--- Begin Records supplied ---

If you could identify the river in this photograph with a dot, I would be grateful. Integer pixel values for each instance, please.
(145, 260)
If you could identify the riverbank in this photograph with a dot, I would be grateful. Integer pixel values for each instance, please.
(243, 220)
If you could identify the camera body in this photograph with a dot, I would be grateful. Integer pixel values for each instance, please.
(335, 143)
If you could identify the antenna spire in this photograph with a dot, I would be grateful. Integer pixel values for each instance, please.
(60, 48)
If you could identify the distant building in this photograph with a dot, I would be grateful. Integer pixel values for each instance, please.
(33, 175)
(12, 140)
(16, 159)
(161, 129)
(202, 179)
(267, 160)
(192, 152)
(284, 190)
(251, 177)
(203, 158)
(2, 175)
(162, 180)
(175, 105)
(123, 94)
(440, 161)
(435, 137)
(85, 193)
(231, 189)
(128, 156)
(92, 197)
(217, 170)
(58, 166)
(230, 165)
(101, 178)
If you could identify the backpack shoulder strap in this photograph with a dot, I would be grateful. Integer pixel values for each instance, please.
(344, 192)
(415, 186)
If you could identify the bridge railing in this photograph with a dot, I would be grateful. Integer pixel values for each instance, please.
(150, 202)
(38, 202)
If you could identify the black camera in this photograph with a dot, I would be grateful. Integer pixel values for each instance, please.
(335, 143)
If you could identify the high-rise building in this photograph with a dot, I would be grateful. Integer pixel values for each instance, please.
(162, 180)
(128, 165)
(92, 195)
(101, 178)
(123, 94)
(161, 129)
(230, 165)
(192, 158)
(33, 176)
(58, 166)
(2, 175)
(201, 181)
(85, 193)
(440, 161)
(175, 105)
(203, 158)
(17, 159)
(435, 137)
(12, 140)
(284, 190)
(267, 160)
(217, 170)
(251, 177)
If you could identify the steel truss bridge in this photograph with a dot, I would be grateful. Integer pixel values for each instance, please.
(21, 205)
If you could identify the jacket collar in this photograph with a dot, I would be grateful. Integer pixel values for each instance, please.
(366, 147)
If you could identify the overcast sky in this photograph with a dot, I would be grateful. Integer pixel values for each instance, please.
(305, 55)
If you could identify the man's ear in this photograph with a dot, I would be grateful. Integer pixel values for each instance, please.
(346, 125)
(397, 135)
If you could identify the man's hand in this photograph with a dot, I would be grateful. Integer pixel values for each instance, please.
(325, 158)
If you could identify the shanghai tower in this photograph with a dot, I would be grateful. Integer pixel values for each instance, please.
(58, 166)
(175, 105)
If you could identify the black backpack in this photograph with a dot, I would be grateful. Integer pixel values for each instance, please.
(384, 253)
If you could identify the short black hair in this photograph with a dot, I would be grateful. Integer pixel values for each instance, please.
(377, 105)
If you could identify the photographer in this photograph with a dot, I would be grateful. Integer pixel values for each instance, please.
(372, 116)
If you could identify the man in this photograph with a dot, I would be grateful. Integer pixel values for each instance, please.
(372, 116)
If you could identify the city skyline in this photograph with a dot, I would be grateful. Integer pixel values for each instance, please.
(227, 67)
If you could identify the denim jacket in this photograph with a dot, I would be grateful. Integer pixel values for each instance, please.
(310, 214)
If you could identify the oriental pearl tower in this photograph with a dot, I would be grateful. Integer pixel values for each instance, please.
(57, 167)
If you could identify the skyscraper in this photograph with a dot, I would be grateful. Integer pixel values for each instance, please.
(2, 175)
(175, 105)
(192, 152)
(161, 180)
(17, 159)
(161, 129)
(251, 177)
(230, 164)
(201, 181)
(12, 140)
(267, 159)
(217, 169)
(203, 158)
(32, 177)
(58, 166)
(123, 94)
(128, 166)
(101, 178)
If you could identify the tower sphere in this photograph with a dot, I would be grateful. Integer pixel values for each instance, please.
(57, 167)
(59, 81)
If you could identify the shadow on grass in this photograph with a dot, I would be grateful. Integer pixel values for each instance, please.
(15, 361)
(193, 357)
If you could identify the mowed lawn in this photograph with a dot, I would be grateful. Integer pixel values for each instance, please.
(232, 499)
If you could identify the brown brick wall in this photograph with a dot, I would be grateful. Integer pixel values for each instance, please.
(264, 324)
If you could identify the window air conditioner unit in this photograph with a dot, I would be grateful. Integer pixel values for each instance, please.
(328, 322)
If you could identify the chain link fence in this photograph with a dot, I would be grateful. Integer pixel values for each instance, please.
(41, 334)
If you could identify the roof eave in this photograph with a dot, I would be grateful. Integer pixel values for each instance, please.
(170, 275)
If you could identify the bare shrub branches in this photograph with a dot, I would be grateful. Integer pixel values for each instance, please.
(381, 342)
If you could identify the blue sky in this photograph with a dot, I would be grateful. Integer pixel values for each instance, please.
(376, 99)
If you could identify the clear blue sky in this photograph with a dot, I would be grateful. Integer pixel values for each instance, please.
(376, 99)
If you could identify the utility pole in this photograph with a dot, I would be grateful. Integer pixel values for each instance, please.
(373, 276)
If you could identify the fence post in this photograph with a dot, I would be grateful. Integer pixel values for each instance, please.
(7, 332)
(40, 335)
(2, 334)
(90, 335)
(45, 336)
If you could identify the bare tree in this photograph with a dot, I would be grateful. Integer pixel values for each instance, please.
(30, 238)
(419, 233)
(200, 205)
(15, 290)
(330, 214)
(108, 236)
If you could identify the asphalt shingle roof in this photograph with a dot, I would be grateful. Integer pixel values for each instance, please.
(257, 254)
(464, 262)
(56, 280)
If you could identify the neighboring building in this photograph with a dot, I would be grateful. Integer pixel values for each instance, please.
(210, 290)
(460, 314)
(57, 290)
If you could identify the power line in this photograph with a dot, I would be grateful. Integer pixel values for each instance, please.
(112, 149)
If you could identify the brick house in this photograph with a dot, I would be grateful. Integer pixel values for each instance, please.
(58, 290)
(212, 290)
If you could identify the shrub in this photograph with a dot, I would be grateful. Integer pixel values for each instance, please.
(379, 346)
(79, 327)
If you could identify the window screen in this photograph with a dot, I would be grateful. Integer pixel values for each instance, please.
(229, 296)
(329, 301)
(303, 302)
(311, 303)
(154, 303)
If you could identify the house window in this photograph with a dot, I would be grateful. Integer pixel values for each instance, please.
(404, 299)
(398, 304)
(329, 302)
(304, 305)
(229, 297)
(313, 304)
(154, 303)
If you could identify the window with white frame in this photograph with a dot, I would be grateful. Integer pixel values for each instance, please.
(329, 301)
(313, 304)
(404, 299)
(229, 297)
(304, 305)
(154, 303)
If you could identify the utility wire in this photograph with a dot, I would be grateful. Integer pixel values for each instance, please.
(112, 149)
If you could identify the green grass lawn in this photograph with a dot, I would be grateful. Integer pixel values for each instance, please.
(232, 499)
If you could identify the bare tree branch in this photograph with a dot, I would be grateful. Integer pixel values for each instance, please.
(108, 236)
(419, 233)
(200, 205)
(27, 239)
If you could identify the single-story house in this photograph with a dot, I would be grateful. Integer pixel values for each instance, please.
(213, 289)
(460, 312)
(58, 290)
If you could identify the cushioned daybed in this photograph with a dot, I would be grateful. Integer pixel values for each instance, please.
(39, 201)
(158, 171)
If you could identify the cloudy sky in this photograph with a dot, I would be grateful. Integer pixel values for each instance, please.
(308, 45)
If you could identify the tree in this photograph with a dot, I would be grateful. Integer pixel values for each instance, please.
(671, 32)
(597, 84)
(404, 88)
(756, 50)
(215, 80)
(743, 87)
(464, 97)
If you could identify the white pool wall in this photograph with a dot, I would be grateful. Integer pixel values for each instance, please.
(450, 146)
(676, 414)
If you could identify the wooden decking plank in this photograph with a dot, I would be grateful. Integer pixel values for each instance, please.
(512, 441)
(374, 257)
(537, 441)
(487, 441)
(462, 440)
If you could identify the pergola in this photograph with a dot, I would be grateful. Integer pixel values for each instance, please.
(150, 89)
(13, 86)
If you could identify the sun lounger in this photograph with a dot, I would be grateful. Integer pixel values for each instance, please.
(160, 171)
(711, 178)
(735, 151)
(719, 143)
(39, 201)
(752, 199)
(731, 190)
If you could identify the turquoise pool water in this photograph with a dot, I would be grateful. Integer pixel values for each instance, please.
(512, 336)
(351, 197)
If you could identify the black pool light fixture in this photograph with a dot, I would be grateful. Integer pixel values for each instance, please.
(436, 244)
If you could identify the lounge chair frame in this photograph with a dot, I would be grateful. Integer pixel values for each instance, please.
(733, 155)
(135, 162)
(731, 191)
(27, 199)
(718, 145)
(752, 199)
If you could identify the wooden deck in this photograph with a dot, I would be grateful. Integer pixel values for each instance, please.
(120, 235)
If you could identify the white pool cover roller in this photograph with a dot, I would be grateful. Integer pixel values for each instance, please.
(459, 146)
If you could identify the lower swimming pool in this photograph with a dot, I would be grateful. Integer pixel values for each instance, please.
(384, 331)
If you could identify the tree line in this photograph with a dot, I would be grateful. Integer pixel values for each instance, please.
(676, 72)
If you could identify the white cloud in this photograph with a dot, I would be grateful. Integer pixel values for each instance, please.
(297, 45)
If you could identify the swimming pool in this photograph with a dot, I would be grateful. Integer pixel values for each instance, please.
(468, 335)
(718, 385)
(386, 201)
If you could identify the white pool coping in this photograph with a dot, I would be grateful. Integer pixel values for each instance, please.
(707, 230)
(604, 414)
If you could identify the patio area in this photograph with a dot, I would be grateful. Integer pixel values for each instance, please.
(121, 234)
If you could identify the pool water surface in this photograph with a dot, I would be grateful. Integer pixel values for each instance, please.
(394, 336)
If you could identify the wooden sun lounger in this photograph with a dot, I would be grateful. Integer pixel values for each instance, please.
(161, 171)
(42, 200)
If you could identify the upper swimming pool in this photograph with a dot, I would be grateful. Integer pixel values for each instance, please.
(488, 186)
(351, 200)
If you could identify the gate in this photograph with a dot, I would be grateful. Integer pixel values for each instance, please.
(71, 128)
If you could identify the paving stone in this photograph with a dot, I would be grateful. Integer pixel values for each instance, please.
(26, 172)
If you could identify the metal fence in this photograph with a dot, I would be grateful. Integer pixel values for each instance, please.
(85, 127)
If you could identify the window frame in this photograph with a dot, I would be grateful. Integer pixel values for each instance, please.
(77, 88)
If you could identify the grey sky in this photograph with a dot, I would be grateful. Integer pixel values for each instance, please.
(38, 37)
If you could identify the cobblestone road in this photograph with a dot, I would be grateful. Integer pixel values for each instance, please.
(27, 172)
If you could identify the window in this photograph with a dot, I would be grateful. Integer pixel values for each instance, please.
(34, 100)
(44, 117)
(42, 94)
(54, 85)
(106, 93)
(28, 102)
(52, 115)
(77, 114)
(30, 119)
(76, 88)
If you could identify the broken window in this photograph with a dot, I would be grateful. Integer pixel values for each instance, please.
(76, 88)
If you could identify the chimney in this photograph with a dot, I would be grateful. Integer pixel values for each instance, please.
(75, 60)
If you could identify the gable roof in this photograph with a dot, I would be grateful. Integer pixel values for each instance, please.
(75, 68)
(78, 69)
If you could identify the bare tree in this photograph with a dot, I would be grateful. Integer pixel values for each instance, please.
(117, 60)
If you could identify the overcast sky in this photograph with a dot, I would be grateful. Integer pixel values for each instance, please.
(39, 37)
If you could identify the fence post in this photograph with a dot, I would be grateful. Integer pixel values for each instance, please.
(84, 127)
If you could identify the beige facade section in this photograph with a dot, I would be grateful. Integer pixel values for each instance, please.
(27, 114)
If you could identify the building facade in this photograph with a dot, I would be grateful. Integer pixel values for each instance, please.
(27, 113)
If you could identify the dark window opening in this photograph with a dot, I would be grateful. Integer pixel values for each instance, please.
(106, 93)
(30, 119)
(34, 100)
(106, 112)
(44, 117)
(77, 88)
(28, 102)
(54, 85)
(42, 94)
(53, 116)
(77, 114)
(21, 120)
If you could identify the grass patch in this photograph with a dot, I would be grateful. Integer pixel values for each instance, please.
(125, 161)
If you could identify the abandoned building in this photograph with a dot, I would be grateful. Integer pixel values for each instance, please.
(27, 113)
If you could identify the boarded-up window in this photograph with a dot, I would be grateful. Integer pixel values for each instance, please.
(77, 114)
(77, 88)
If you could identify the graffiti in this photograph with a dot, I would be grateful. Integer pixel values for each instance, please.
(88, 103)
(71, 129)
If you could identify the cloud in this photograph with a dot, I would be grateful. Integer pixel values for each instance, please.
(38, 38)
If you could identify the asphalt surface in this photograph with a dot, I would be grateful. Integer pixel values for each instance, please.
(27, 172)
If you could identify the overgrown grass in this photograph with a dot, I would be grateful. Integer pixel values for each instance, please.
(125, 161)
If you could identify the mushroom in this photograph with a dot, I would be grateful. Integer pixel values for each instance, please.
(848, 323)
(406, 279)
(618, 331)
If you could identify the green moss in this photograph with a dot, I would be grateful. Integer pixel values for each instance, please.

--- End Records supplied ---

◆ **Exercise objective**
Output the lines from the line containing "If you could identify the asphalt surface" to the end, both included; add nothing.

◆ **Exercise output**
If you could identify the asphalt surface in this photograph with a dot, I would be grateful. Integer pixel values for each instance, please.
(27, 172)
If you could identify the overgrown grass in this photograph with a dot, I would be grateful. Integer pixel values for each instance, please.
(125, 161)
If you could identify the mushroom in this photograph with a dot, I would be grateful. Integer pixel values for each instance, please.
(848, 323)
(406, 279)
(618, 331)
If you could identify the green moss in this photograph with a dot, I would be grateful. Integer pixel values for each instance, please.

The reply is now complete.